Task 1 — Rewrite the Pinellas clerk budget article from "Pinellas court clerk" to "a $1.5 million cut.", swapping "frustrating" for "maddening".
Task 2 — Carry on the news story about Pinellas court clerk budget cuts from the point where it stops.

Page excerpt —
- Opening Delimiter -
Monday, April 23, 2018
News Roundup

Pinellas court clerk says budget cuts will slow down legal proceedings

If you have to deal with a legal matter like a landlord-tenant dispute or executing the will of a deceased relative, then prepare to wait for weeks.

That's what Pinellas Clerk of Court Ken Burke is saying in the wake of the Florida Legislature's recent decision to slash clerks' budgets.

"It's frustrating," he said. "People say they want smaller government, but they don't want to stand in long lines."

The budget of Florida's 67 court clerks was reduced by $31 million statewide, or 7 percent. Burke, who lobbied in vain to reverse the Legislature's decision, figures he'll have to cut 38 of about 350 Pinellas workers to help absorb a $1.5 million cut.

So, what differences will the public see?

For starters, this will mean shorter office hours at the Pinellas clerk's five locations, which are now open from 8 a.m. to 5 p.m. weekdays. The clerk's operation is looking at 9 a.m. to 4 p.m. instead, which could make it a bit harder for working people to get there.

At this point, Burke doesn't anticipate closing any of the five offices. The clerk has locations at the Clearwater Courthouse, 315 Court St.; the Pinellas Criminal Justice Center, 14250 49th St. N in Largo; and branches at 545 First Ave. N in downtown St. Petersburg, 1800 66th St. N in west St. Petersburg, and 29582 U.S. 19 N in Palm Harbor.
- Closing Delimiter -
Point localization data
- Opening Delimiter -
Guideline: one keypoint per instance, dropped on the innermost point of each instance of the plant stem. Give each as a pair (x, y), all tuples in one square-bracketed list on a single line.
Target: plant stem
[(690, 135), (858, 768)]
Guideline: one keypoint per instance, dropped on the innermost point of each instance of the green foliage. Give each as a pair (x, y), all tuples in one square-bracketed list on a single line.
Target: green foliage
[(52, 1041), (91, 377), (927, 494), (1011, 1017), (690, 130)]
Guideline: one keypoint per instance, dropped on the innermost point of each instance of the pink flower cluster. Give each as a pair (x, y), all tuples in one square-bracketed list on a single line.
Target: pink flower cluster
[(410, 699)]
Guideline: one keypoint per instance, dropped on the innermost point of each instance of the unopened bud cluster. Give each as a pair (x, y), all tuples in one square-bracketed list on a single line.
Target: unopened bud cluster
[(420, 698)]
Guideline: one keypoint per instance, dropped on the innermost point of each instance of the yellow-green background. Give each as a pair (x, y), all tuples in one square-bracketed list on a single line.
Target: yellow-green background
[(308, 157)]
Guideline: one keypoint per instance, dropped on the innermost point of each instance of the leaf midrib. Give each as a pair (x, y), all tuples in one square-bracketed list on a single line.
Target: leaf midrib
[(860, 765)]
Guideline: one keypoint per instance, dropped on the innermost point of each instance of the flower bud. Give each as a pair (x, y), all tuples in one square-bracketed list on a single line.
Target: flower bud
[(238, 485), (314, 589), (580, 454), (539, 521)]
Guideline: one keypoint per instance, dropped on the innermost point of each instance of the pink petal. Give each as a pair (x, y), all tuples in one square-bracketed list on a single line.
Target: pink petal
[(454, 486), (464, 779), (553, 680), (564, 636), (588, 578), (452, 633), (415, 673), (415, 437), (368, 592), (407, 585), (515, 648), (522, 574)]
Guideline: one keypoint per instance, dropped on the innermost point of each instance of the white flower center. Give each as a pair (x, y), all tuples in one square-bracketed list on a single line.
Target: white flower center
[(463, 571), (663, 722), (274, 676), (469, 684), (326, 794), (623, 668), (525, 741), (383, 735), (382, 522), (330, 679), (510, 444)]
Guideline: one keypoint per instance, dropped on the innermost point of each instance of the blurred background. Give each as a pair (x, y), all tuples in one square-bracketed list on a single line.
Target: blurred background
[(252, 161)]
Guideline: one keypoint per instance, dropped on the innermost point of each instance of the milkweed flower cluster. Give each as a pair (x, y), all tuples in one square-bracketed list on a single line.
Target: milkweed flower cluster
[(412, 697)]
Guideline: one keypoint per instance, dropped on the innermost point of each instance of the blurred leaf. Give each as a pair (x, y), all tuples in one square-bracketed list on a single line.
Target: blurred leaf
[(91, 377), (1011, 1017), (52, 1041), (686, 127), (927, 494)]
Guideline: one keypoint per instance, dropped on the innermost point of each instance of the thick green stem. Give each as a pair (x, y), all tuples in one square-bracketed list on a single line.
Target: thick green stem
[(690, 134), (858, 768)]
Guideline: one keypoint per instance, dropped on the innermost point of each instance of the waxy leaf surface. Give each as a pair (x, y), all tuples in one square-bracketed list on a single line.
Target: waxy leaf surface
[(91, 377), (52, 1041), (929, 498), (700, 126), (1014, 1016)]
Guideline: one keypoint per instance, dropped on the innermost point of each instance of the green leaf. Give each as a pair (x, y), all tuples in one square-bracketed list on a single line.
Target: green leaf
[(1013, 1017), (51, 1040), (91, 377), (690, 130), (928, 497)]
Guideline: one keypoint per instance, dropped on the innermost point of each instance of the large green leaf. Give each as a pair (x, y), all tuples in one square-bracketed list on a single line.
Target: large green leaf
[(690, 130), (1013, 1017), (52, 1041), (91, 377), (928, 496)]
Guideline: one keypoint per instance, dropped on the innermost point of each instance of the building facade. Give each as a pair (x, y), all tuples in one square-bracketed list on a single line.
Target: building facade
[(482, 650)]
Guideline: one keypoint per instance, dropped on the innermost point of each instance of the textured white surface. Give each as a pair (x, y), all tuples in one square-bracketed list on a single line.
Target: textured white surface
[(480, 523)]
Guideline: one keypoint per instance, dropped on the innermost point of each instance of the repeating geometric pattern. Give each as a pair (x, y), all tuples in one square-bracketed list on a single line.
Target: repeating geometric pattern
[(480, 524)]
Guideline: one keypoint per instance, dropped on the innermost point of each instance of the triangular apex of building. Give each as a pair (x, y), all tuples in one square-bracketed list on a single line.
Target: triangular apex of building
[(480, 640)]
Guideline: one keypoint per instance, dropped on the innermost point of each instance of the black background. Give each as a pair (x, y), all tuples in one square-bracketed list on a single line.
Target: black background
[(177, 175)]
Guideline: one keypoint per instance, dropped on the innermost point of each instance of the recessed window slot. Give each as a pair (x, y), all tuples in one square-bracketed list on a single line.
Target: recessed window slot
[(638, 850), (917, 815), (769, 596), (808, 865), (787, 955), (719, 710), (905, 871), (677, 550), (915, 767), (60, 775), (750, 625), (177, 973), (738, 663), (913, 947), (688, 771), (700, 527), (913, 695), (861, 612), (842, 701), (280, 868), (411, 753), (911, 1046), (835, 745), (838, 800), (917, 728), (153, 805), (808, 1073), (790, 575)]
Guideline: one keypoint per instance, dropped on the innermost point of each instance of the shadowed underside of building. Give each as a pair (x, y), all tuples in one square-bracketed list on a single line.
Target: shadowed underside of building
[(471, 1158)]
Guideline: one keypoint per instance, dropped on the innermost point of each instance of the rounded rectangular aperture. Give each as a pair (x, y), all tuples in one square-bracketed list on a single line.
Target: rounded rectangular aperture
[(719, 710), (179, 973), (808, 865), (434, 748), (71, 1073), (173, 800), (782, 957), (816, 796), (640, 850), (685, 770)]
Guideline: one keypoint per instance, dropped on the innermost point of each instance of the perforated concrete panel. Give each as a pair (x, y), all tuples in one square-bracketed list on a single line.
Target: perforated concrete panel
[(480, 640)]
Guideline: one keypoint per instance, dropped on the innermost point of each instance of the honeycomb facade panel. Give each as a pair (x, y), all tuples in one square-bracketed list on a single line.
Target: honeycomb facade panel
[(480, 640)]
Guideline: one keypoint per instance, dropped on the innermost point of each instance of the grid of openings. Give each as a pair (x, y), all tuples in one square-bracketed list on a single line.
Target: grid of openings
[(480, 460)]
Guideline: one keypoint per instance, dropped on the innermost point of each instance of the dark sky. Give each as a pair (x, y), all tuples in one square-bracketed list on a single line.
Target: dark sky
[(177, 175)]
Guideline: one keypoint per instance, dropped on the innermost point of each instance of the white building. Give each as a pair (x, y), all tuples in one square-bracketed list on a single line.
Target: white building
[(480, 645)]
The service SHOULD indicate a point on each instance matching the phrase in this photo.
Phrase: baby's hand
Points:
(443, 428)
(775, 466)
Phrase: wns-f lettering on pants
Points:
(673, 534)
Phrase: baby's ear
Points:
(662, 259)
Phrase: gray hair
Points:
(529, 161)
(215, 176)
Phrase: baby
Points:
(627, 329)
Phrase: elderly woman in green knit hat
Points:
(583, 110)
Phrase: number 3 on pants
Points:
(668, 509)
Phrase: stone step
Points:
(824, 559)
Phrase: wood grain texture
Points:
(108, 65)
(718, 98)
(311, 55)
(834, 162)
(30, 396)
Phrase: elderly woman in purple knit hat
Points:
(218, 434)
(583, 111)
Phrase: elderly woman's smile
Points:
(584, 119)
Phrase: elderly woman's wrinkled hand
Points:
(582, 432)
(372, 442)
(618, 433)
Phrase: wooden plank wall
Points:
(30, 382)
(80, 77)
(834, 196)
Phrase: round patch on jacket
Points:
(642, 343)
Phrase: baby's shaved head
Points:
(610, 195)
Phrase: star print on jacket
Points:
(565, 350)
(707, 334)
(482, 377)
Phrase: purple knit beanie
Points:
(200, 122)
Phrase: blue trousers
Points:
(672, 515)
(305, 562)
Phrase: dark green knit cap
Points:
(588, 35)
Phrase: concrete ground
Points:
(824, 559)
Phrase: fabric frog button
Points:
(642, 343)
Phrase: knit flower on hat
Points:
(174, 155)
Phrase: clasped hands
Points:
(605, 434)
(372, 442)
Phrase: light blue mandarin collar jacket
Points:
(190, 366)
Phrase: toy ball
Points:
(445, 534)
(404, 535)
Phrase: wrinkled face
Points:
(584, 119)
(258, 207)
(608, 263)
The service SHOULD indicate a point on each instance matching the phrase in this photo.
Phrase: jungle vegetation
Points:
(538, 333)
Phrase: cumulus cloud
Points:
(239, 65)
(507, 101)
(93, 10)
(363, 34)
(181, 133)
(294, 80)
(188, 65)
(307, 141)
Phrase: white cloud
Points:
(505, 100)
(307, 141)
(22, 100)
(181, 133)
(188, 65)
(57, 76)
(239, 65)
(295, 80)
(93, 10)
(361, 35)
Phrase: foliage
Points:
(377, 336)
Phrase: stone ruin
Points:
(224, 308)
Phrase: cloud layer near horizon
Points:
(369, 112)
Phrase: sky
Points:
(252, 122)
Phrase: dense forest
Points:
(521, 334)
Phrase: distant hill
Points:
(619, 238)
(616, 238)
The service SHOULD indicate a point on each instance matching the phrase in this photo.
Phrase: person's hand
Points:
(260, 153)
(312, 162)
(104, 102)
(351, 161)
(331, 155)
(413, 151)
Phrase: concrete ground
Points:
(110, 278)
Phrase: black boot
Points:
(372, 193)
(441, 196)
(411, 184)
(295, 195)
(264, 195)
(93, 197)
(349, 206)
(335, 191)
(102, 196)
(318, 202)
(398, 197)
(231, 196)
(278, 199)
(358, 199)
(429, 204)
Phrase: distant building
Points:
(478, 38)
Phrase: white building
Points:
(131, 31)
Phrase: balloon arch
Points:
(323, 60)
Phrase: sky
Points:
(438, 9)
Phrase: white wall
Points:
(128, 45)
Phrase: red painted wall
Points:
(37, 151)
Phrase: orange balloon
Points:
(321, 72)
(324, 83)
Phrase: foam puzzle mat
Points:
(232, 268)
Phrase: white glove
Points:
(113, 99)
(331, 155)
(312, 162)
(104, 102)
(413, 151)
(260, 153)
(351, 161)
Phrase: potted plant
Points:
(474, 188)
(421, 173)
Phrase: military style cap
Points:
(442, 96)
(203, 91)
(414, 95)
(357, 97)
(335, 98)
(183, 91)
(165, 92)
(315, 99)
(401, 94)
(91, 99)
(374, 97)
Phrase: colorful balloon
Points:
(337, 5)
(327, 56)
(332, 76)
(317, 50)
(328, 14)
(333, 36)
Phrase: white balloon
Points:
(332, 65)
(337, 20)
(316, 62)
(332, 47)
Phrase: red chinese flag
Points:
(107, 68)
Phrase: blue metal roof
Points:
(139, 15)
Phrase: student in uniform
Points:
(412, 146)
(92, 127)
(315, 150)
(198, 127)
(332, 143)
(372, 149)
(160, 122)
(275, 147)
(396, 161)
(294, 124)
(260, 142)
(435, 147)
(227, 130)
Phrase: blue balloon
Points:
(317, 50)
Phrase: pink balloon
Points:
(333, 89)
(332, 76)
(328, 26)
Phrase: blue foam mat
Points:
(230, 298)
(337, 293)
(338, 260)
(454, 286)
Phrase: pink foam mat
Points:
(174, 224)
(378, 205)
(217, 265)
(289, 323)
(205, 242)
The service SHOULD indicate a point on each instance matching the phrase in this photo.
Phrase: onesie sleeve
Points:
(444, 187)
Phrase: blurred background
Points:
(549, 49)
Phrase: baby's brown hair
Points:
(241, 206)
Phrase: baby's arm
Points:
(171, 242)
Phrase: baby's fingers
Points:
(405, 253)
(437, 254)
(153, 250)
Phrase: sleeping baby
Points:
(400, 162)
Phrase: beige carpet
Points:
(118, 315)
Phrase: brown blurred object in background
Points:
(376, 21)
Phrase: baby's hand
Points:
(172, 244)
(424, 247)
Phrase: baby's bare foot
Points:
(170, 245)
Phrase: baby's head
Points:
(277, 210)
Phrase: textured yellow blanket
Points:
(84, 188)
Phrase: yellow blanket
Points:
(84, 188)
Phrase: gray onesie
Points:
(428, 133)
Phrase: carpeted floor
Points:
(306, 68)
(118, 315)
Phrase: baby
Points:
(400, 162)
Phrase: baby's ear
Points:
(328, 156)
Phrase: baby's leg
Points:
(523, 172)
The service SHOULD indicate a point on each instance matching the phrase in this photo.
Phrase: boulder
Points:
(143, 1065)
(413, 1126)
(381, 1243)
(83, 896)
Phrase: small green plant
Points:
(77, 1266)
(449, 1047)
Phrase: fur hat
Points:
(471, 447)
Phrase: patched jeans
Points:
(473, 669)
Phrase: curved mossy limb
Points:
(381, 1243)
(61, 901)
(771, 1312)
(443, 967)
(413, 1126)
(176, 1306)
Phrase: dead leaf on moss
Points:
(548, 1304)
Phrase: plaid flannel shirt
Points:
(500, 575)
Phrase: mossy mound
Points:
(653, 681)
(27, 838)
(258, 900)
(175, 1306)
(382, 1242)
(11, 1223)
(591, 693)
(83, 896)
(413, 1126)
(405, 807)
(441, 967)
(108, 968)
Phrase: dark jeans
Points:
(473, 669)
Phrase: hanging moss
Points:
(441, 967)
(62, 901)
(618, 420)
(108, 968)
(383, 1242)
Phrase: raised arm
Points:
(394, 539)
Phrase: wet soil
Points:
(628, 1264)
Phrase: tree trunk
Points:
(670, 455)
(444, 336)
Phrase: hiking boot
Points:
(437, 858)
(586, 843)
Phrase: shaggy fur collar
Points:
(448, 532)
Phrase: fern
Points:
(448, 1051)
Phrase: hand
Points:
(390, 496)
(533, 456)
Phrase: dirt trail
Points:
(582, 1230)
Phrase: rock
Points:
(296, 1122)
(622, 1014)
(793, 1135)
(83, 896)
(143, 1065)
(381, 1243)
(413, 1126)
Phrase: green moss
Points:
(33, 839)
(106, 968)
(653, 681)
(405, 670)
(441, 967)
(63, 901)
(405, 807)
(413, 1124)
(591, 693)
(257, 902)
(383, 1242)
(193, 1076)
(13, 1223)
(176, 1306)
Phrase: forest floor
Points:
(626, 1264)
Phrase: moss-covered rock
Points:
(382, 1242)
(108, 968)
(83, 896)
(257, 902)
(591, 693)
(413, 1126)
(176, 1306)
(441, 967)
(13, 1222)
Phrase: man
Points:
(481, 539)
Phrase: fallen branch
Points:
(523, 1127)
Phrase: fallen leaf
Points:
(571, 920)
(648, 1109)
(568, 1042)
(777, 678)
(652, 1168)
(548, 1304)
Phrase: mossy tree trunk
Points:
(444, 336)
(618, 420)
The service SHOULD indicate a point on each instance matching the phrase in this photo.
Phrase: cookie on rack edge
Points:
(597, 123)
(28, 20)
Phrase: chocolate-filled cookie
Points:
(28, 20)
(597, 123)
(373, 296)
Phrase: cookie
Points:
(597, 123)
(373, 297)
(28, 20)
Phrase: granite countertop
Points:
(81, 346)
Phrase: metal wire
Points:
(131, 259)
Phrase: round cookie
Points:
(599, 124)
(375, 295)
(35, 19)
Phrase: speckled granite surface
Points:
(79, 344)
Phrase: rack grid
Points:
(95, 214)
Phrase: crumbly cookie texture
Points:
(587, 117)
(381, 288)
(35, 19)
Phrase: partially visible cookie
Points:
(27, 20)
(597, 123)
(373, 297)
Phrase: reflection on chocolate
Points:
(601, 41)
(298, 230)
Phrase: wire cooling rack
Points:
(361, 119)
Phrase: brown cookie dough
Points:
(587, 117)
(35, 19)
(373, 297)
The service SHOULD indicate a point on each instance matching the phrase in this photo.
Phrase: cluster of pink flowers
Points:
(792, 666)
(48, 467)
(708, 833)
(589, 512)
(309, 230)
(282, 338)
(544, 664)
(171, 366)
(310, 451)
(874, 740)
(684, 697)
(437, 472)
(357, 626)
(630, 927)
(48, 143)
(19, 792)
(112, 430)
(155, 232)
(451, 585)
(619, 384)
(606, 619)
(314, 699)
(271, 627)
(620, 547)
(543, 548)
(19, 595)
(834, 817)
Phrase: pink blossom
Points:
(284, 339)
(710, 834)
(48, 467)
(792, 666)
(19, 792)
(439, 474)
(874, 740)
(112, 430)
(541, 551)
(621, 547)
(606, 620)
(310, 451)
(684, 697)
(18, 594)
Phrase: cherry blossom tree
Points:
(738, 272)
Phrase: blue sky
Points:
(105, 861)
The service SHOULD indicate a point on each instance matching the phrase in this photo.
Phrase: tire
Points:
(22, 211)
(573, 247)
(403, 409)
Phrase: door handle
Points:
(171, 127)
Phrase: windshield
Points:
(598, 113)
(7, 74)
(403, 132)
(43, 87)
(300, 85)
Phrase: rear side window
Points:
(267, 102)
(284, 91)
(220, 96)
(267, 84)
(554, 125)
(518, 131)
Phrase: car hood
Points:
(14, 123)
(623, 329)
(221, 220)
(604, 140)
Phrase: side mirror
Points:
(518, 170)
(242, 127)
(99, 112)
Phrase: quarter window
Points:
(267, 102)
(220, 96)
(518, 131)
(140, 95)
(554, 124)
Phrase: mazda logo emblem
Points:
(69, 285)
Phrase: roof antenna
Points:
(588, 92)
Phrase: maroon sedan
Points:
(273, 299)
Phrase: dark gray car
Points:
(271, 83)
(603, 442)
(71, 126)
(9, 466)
- Closing Delimiter -
Answer 1 —
Pinellas court clerk says budget cuts will slow down legal proceedings

If you have to deal with a legal matter like a landlord-tenant dispute or executing the will of a deceased relative, then prepare to wait for weeks.

That's what Pinellas Clerk of Court Ken Burke is saying in the wake of the Florida Legislature's recent decision to slash clerks' budgets.

"It's maddening," he said. "People say they want smaller government, but they don't want to stand in long lines."

The budget of Florida's 67 court clerks was reduced by $31 million statewide, or 7 percent. Burke, who lobbied in vain to reverse the Legislature's decision, figures he'll have to cut 38 of about 350 Pinellas workers to help absorb a $1.5 million cut.

Answer 2 —
At first glance, a 7 percent budget cut might not seem like that big a deal. However, it's the latest in a series of annual spending cuts that have forced clerks to scale back services. "There's no more wiggle room to say, 'Okay, we're just going to Band-Aid this so there won't be any impact to the public,'" Burke said.

Also, because of the way the clerk's job is set up, the cuts will have a disproportionate impact on civil and probate court, while criminal courts are untouched.

Everything the clerk of court does is mandated by state law. But some tasks have mandated deadlines, while others don't.

"I have to provide a court clerk in every criminal proceeding, every civil proceeding that has a jury, every traffic court proceeding," Burke said. And every request for a domestic violence injunction must be taken to a judge on the same day the form is filled out.

"The only areas we can cut are those with discretionary time frames," Burke said, offering some examples:

• Say you're a landlord who needs to evict a tenant who won't pay rent. You go to a clerk's office and fill out a form. "It's going to take 10 days before we even open the file," Burke said.

• Say you're the executor of a deceased relative's will. There will be a significant delay before you can get access to estate funds to pay funeral expenses, medical bills, electric bills for the deceased person's home. "Sometimes you're a relative from out of town, and timeliness is important. If you're in town for a funeral, you don't want to wait three weeks."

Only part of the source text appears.